- Instrução 1 -
Apresente em tabela Markdown, com as colunas "Número" e "Linha", o trecho dos registros que vai da linha que contém "Exercise. Mark the freight" até o fim dos registros. Omita as linhas em branco.

- Texto de leitura -

J. J. von Allmen, em seu Vocabulário Bíblico (p. 201), escreve que a glorificação do Filho do Homem se realiza na obra terrestre, no sofrimento e na ignomínia. Ela não acontece num processo cósmico, mas na pessoa histórica, inteiramente humana e próxima, Jesus de Nazaré. Ele é o criador da nova humanidade. Esse novo homem não vem arrancar as pessoas das garras do tempo e da matéria, mas vem revelar a sua responsabilidade com as outras pessoas, particularmente com as enfraquecidas e sofredoras, tendo amor e sendo solidárias como irmãos e irmãs.

3. Meditação

Sempre que me deparo com esse texto, estranho o termo “glorificação”. Chegou a hora de ser glorificado o Filho do Homem! Glorificar! Dar glórias! No dicionário Aurélio, glória é definida como fama obtida por ações extraordinárias, grandes serviços prestados à humanidade; brilho, esplendor, honra, homenagem. E glorificar tem o sentido de prestar homenagem, honrar, adquirir glória, gloriar-se. Por isso, quando pensamos em glória ou glorificar alguém, pensamos em vitórias, em grandes objetivos alcançados, em fama, em holofotes, em mídia. Assim exposto, como pode alguém gloriar-se quando prenuncia a sua morte por perseguição, traição, calúnias e tortura, como se deu com Jesus?

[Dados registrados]
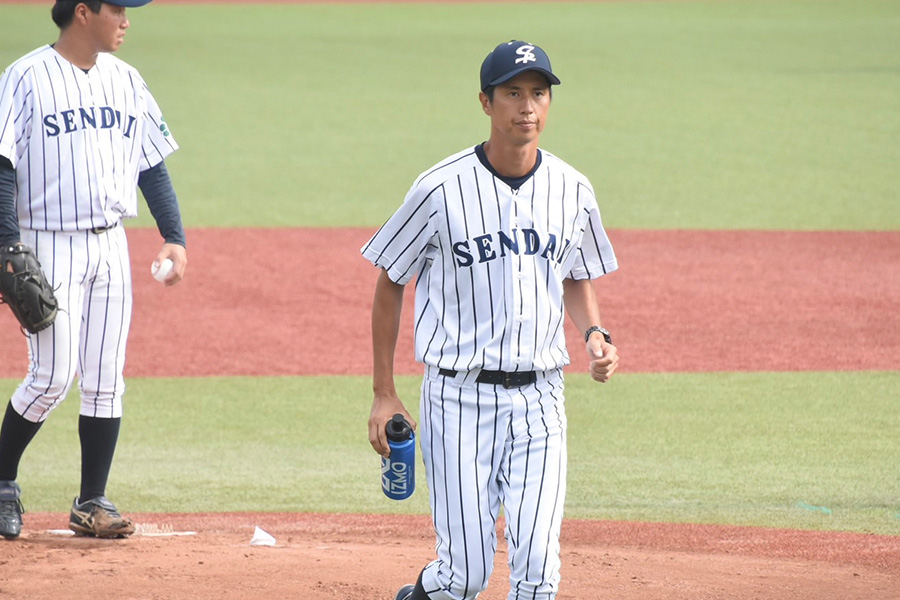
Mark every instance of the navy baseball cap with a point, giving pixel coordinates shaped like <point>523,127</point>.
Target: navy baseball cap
<point>128,3</point>
<point>509,59</point>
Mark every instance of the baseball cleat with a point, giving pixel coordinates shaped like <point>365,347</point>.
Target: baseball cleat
<point>11,509</point>
<point>98,517</point>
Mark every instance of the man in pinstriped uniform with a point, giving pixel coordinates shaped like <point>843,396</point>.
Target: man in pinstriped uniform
<point>79,132</point>
<point>503,239</point>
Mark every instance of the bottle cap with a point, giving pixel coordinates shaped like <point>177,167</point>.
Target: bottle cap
<point>398,429</point>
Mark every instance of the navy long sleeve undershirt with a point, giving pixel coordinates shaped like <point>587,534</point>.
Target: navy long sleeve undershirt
<point>9,222</point>
<point>155,184</point>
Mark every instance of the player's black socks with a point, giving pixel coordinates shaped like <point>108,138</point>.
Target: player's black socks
<point>419,591</point>
<point>15,435</point>
<point>98,444</point>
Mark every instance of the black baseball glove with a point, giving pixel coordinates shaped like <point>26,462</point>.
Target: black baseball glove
<point>25,289</point>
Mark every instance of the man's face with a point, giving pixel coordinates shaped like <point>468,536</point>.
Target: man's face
<point>108,27</point>
<point>519,109</point>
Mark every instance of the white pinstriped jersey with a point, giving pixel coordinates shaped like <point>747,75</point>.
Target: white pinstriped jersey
<point>103,125</point>
<point>491,260</point>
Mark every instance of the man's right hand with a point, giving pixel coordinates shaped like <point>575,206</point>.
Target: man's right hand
<point>384,407</point>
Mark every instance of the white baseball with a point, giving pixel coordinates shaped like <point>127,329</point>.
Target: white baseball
<point>161,270</point>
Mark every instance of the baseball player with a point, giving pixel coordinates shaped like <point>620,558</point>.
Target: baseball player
<point>501,238</point>
<point>79,132</point>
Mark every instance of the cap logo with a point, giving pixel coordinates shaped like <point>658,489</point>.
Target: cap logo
<point>526,55</point>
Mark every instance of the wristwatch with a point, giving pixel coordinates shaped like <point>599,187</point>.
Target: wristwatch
<point>594,329</point>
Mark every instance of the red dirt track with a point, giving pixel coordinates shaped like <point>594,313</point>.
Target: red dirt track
<point>297,302</point>
<point>683,301</point>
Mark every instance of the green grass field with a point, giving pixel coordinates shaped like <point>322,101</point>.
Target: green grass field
<point>710,115</point>
<point>720,114</point>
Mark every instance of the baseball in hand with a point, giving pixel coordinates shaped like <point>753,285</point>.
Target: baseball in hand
<point>161,270</point>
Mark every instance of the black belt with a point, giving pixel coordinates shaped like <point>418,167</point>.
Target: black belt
<point>505,378</point>
<point>98,230</point>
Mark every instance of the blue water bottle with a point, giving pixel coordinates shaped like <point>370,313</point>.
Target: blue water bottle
<point>398,472</point>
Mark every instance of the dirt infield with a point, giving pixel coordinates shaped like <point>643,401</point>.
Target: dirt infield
<point>354,557</point>
<point>731,294</point>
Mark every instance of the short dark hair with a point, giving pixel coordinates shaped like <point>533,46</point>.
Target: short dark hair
<point>64,10</point>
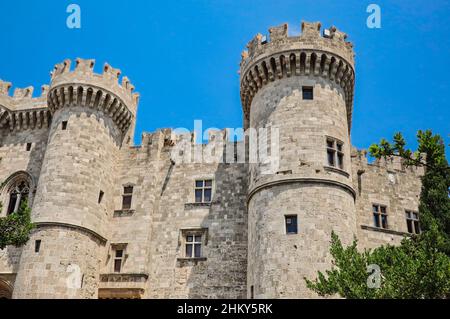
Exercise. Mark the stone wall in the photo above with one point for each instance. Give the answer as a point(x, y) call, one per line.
point(388, 183)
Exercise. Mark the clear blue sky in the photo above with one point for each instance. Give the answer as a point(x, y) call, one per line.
point(183, 56)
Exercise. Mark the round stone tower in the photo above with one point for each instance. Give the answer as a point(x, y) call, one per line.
point(92, 117)
point(302, 86)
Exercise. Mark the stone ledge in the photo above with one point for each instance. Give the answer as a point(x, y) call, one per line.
point(185, 260)
point(336, 170)
point(199, 205)
point(386, 231)
point(303, 180)
point(123, 212)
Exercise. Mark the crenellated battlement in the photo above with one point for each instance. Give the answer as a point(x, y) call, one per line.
point(332, 40)
point(99, 91)
point(329, 56)
point(21, 110)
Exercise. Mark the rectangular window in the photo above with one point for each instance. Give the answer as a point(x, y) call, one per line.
point(291, 224)
point(12, 203)
point(127, 197)
point(37, 246)
point(412, 222)
point(380, 216)
point(335, 153)
point(308, 93)
point(203, 191)
point(193, 246)
point(118, 260)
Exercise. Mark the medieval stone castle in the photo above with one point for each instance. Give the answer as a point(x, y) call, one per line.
point(114, 220)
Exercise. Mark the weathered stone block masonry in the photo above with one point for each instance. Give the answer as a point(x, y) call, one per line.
point(114, 220)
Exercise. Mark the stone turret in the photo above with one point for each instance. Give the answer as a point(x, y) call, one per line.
point(21, 110)
point(92, 118)
point(303, 86)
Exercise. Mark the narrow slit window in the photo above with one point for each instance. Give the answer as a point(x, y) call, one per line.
point(100, 196)
point(37, 246)
point(193, 246)
point(291, 224)
point(203, 191)
point(412, 222)
point(118, 260)
point(380, 216)
point(127, 197)
point(335, 153)
point(308, 93)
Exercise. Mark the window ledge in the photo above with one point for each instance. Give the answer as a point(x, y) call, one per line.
point(196, 259)
point(386, 231)
point(199, 205)
point(124, 212)
point(336, 170)
point(124, 277)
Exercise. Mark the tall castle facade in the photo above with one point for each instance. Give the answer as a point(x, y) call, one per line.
point(114, 220)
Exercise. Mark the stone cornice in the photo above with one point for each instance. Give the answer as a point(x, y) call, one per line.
point(99, 237)
point(295, 180)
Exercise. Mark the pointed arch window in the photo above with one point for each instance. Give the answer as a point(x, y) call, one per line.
point(17, 195)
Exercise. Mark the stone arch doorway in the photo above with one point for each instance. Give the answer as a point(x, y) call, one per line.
point(5, 290)
point(17, 188)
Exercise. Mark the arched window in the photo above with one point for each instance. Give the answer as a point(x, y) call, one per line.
point(18, 193)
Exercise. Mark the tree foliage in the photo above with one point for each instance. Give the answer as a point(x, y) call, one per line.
point(420, 266)
point(15, 228)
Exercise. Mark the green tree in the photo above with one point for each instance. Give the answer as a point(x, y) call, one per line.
point(15, 228)
point(420, 266)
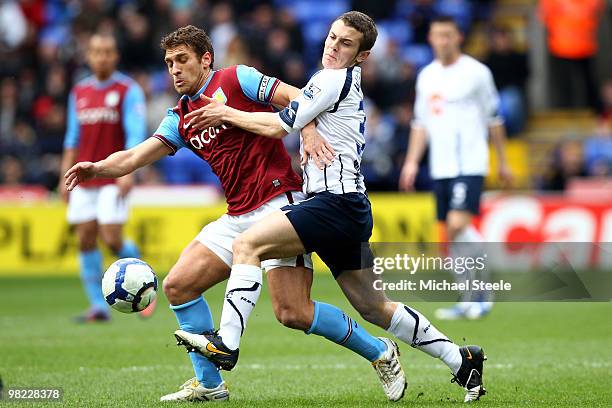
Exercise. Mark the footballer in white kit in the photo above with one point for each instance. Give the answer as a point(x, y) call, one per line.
point(455, 111)
point(336, 222)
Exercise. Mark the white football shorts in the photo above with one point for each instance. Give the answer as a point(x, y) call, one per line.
point(102, 204)
point(219, 235)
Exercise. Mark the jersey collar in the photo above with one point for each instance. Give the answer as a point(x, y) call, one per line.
point(203, 88)
point(103, 84)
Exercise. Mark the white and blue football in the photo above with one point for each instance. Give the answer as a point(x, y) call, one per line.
point(129, 285)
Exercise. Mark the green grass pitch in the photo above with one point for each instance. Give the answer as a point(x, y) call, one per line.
point(540, 354)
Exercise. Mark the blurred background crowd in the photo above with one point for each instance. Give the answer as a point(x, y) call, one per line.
point(556, 91)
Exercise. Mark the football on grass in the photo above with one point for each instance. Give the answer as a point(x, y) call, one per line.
point(129, 285)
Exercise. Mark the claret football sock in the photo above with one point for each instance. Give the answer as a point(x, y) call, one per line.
point(195, 317)
point(333, 324)
point(129, 250)
point(413, 328)
point(91, 276)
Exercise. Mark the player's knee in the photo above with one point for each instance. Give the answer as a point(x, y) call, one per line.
point(87, 243)
point(175, 288)
point(371, 312)
point(114, 245)
point(243, 244)
point(292, 317)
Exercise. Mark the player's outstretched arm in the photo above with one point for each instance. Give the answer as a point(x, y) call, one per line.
point(117, 164)
point(215, 113)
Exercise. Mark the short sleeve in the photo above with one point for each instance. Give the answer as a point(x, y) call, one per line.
point(255, 85)
point(71, 139)
point(319, 95)
point(134, 116)
point(420, 106)
point(167, 132)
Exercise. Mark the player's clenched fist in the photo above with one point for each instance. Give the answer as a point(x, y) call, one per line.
point(78, 173)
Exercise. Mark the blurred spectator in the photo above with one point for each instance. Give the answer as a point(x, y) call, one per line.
point(13, 25)
point(136, 42)
point(510, 71)
point(43, 43)
point(606, 99)
point(8, 108)
point(11, 172)
point(567, 162)
point(598, 151)
point(572, 42)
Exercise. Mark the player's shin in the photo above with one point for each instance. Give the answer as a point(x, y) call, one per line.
point(91, 276)
point(195, 317)
point(128, 250)
point(412, 327)
point(333, 324)
point(241, 295)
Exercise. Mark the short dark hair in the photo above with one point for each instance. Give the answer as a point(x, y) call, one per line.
point(191, 36)
point(444, 19)
point(364, 24)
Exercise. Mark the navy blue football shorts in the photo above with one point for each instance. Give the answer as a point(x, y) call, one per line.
point(335, 226)
point(459, 193)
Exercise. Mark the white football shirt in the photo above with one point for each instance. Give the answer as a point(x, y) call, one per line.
point(455, 105)
point(335, 99)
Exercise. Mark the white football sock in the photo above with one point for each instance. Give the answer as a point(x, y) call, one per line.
point(413, 328)
point(241, 294)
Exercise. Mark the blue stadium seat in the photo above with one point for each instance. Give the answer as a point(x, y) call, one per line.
point(417, 54)
point(460, 10)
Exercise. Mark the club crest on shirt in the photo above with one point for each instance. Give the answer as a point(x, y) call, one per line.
point(111, 99)
point(311, 92)
point(219, 95)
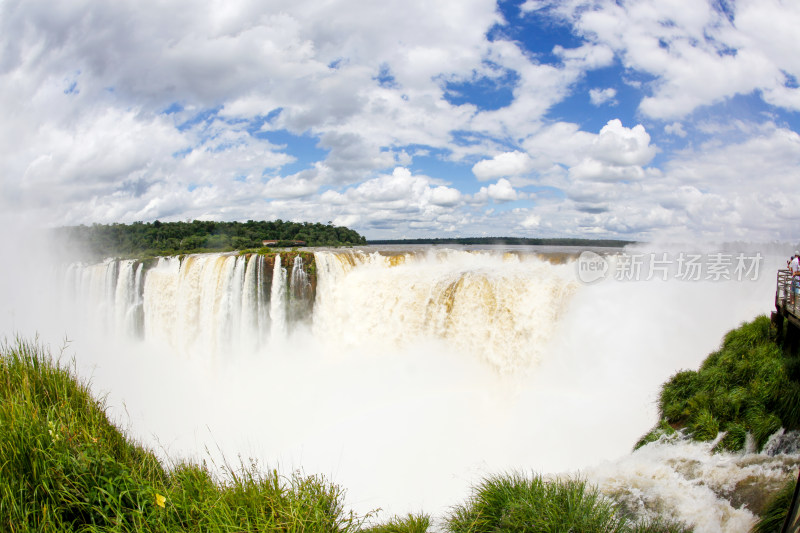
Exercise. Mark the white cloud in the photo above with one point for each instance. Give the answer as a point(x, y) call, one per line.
point(500, 192)
point(697, 56)
point(599, 97)
point(676, 128)
point(505, 164)
point(619, 145)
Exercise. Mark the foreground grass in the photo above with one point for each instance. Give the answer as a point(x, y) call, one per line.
point(748, 386)
point(65, 467)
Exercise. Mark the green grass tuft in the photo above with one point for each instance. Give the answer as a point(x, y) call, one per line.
point(408, 524)
point(747, 386)
point(65, 467)
point(516, 503)
point(774, 514)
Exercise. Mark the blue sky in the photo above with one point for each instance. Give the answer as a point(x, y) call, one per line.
point(637, 119)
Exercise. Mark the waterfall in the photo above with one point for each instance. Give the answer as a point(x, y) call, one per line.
point(277, 309)
point(423, 371)
point(300, 293)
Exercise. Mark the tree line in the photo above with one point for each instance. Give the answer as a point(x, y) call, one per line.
point(170, 238)
point(526, 241)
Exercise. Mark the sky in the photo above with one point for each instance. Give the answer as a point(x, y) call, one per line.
point(633, 119)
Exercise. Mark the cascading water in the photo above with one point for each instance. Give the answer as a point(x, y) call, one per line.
point(277, 307)
point(423, 371)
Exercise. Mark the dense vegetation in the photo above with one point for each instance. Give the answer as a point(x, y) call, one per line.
point(169, 238)
point(610, 243)
point(65, 467)
point(749, 386)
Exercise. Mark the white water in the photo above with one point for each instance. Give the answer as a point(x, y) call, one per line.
point(417, 374)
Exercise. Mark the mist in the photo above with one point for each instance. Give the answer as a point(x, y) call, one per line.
point(403, 419)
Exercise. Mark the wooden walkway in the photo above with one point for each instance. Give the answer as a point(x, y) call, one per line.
point(785, 305)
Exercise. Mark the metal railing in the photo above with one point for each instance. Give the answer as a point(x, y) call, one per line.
point(785, 299)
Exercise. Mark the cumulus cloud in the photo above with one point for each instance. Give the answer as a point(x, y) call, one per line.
point(500, 192)
point(619, 145)
point(125, 111)
point(505, 164)
point(599, 97)
point(676, 128)
point(693, 50)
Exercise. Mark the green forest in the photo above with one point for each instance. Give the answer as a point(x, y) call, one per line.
point(168, 238)
point(524, 241)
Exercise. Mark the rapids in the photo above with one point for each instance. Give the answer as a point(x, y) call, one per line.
point(406, 376)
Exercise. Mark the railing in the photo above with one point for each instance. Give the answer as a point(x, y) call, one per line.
point(785, 299)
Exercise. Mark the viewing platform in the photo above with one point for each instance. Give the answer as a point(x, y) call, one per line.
point(787, 308)
point(784, 303)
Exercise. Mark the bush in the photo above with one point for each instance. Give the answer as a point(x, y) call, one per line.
point(65, 467)
point(744, 387)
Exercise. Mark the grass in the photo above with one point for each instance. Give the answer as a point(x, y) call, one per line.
point(747, 386)
point(65, 467)
point(774, 514)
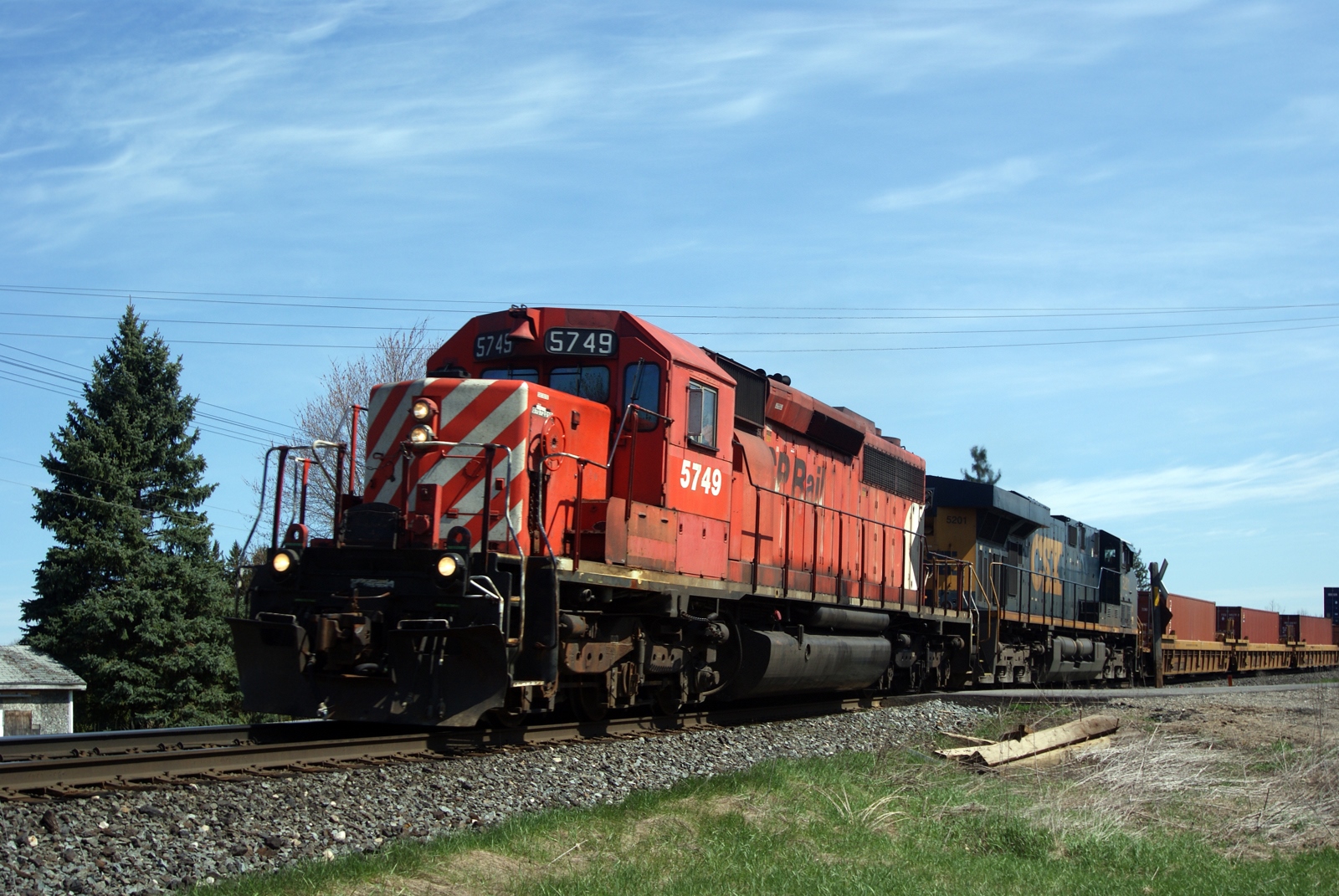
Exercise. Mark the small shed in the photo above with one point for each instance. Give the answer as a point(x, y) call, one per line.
point(37, 693)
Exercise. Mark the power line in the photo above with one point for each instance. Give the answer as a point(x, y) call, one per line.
point(1077, 342)
point(959, 312)
point(218, 323)
point(211, 430)
point(203, 414)
point(89, 479)
point(1021, 330)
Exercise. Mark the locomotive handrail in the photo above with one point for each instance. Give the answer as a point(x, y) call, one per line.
point(579, 499)
point(490, 449)
point(623, 423)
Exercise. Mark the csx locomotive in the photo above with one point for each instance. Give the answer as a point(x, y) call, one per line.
point(577, 509)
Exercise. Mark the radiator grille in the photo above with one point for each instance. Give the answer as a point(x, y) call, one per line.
point(892, 474)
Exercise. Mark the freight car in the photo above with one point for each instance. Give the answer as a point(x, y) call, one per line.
point(1204, 639)
point(579, 508)
point(1055, 599)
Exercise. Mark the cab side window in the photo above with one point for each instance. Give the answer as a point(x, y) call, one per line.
point(642, 387)
point(702, 416)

- Instrução 2 -
Escreva a continuação da meditação sobre a glorificação do Filho do Homem, começando logo após a última frase apresentada.

- Resposta escrita 1 -
| Número | Linha |
|---|---|
| 1 | Exercise. Mark the freight car in the photo above with one point for each instance. Give the answer as a point(x, y) call, one per line. |
| 2 | point(1204, 639) |
| 3 | point(579, 508) |
| 4 | point(1055, 599) |
| 5 | Exercise. Mark the cab side window in the photo above with one point for each instance. Give the answer as a point(x, y) call, one per line. |
| 6 | point(642, 387) |
| 7 | point(702, 416) |

- Resposta escrita 2 -
Mais uma vez, a glorificação que Deus dá é totalmente diferente da glorificação que o mundo, a sociedade dá. É o escândalo da cruz que glorifica Jesus. Esse é o grande feito em favor da humanidade. O oposto da morte, da derrota da cruz é o amor que vivifica, que faz ressuscitar, que permanece.

Para as comunidades do Discípulo Amado também chegará a hora. Assim como chegou para Jesus, também chegará a elas. Essa hora significa o sofrimento, a perseguição, as calúnias, as intrigas, as seduções ou até a morte. Nessa hora, diante do exemplo dado por Cristo, podemos chegar à alegria que vem de Deus.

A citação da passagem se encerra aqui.